_EXCERPT_
★ ★ ★ ★ ★

Attributed as a significant reason for the trend of increasing height in parts of Europe are the egalitarian populations where proper medical care and adequate nutrition had been relatively equally distributed as of 2004. The uneven distribution of nutritional resources makes it more plausible for individuals with better access to resources to grow taller, while individuals with worse access to resources have a lessened chance of growing taller.

Changes in diet (nutrition) and a general rise in quality of health care and standard of living are the cited factors in Asian populations. Malnutrition including chronic undernutrition and acute malnutrition is known to have caused stunted growth in various populations. This has been seen in North Korea, parts of Africa, certain historical Europe, and other populations. Developing countries such as Guatemala have rates of stunting in children under 5 living as high as 82.2% in Totonicapán, and 49.8% nationwide.

Average height in a nation is correlated with protein quality. Nations that consume more protein in the form of meat, dairy, eggs, and fish tend to be taller, while those that obtain more protein from cereals tend to be shorter. Therefore, populations with high cattle per capita and high consumption of dairy live longer and are taller. Historically, this can be seen in the cases of the United States, Argentina, New Zealand and Australia in the beginning of the 19th century. Moreover, when the production and consumption of milk and beef is taken to consideration, it can be seen why the Germanic people who lived outside of the Roman Empire were taller than those who lived at its heart.

== Role for an individual ==

Male Stature vs Age (US CDC)

Female Stature vs Age (US CDC)

=== Connection to health ===
Studies show that there is a correlation between small stature and a longer life expectancy. Individuals of small stature are also more likely to have lower blood pressure and are less likely to acquire cancer. The University of Hawaii has found that the "longevity gene" FOXO3 that reduces the effects of aging is more commonly found in individuals of a small body size. Short stature decreases the risk of venous insufficiency. Certain studies have shown that height is a factor in overall health while some suggest tallness is associated with better cardiovascular health and shortness with longevity. Cancer risk has also been found to grow with height. Moreover, scientists have also observed a protective effect of height on risk for Alzheimer's disease, although this fact could be a result of the genetic overlap between height and intracranial volume and there are also genetic variants influencing height that could affect biological mechanisms involved in Alzheimer's disease etiology, such as insulin-like growth factor 1 (IGF-1).

Nonetheless, modern westernized interpretations of the relationship between height and health fail to account for the observed height variations worldwide. Cavalli-Sforza, L.L., and Cavalli-Sforza, F., note that variations in height worldwide can be partly attributed to evolutionary pressures resulting from differing environments. These evolutionary pressures result in height-related health implications. While tallness is an adaptive benefit in colder climates such as those found in Europe, shortness helps dissipate body heat in warmer climatic regions. Consequently, the relationships between health and height cannot be easily generalized since tallness and shortness can both provide health benefits in different environmental settings.

In the end, being excessively tall can cause various medical problems, including cardiovascular problems, because of the increased load on the heart to supply the body with blood, and problems resulting from the increased time it takes the brain to communicate with the extremities. For example, Robert Wadlow, the tallest human known to verifiable history, developed difficulty in walking as his height increased throughout his life. In many of the pictures of the latter portion of his life, Wadlow can be seen gripping an object for support. Late in his life (although he died at age 22), he had to wear braces on his legs and walk with a cane, and he died after developing an infection in his legs because he was unable to feel the irritation and cutting caused by his leg braces.

★ ★ ★ ★ ★

_WORK ORDER 1_
In the excerpt on height and health, what stunting rate does Guatemala have nationwide for children under 5?
_WORK ORDER 2_
For each statement, say whether the excerpt on height and health agrees with it, and quote the words that decide it: (a) Nations that obtain more protein from cereals tend to be taller. (b) The FOXO3 gene is more commonly found in individuals of small body size. (c) Robert Wadlow died at age 30.
_WORK ORDER 3_
Please extend the excerpt on height and health, starting after its last sentence.

★ ★ ★ ★ ★

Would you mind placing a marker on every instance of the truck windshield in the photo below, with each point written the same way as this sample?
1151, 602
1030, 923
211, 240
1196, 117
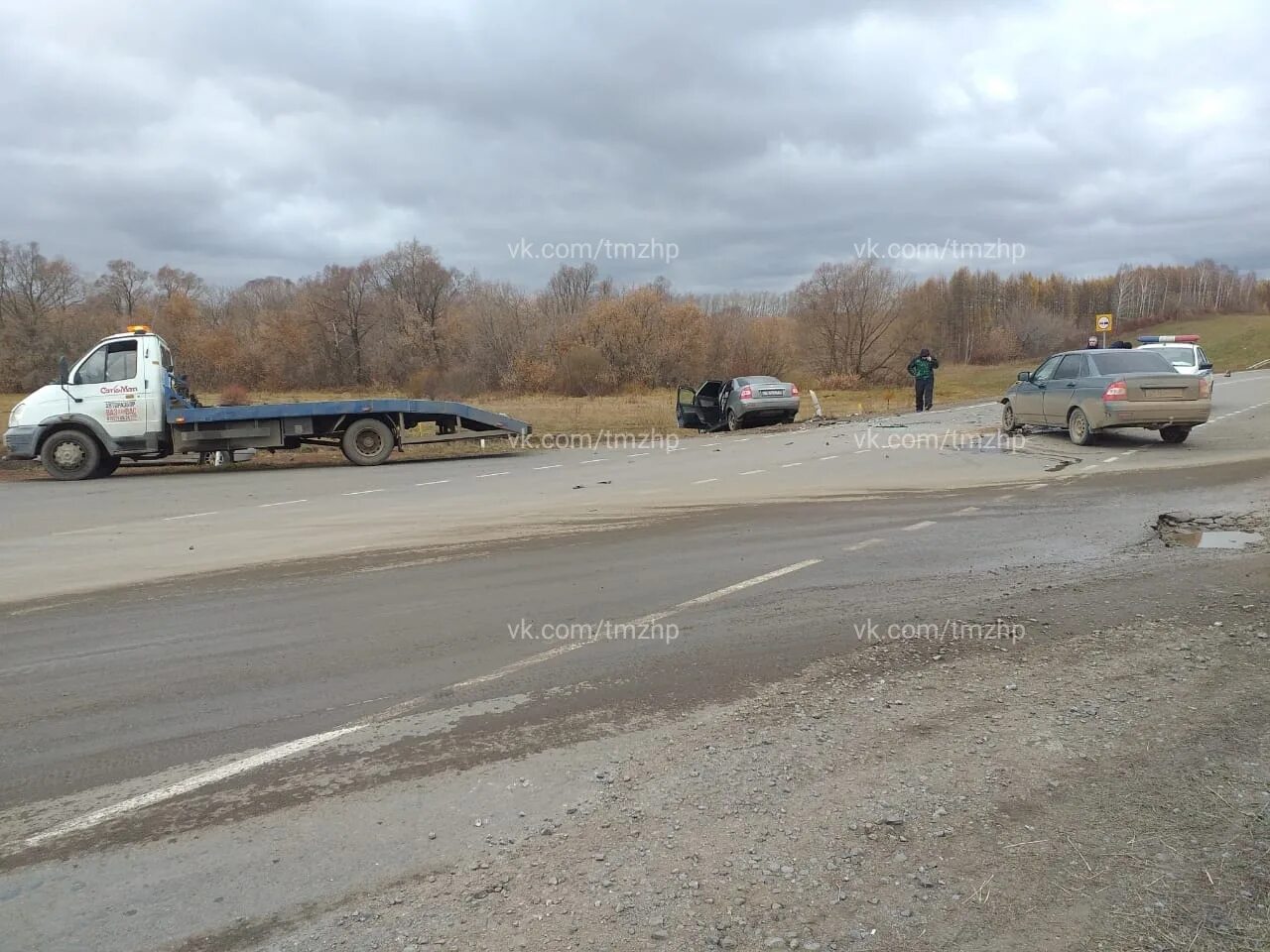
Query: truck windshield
112, 362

★ ★ ★ ★ ★

_ANSWER SPACE 1_
49.8%

_ANSWER SPACE 2_
(a) No: "while those that obtain more protein from cereals tend to be shorter"
(b) Yes: "is more commonly found in individuals of a small body size"
(c) No: "although he died at age 22"

_ANSWER SPACE 3_
Sources are in disagreement about the overall relationship between height and longevity. Samaras and Elrick, in the Western Journal of Medicine, demonstrate an inverse correlation between height and longevity in several mammals including humans. Women whose height is under 150 cm may have a small pelvis, resulting in such complications during childbirth as shoulder dystocia. A study done in Sweden in 2005 has shown that there is a strong inverse correlation between height and suicide among Swedish men.

A large body of human and animal evidence indicates that shorter, smaller bodies age more slowly, and have fewer chronic diseases and greater longevity. For example, a study found eight areas of support for the "smaller lives longer" thesis. These areas of evidence include studies involving longevity, life expectancy, centenarians, male vs. female longevity differences, mortality advantages of shorter people, survival findings, smaller body size due to calorie restriction, and within-species body size differences. They all support the conclusion that smaller individuals live longer in healthy environments and with good nutrition. However, the difference in longevity is modest. Several human studies have found a loss of 0.5 years/centimeter of increased height (1.2 yr/inch). But these findings do not mean that all tall people die young. Many live to advanced ages and some become centenarians.

In medicine, height is measured to monitor child development, this is a better indicator of growth than weight in the long term. For older people, excessive height loss is a symptom of osteoporosis. Height is also used to compute indicators like body surface area or body mass index.

=== Occupational success ===

There is a large body of research in psychology, economics, and human biology that has assessed the relationship between several physical features (e.g. body height) and occupational success. The correlation between height and success was explored decades ago. Shorter people are considered to have an advantage in certain sports (e.g. gymnastics, race car driving, etc.), whereas in many other sports taller people have a major advantage. In most occupational fields, body height is not relevant to how well people are able to perform; nonetheless several studies found that success was positively correlated with body height, although there may be other factors such as sex or socioeconomic status that are correlated with height which may account for the difference in success.

A demonstration of the height-success association can be found in the realm of politics. In the United States presidential elections, the taller candidate won 22 out of 25 times in the 20th century. Nevertheless, Ignatius Loyola, founder of the Jesuits, was 150 cm and several prominent world leaders of the 20th century, such as Vladimir Lenin, Benito Mussolini, Nicolae Ceaușescu, and Joseph Stalin were of below-average height.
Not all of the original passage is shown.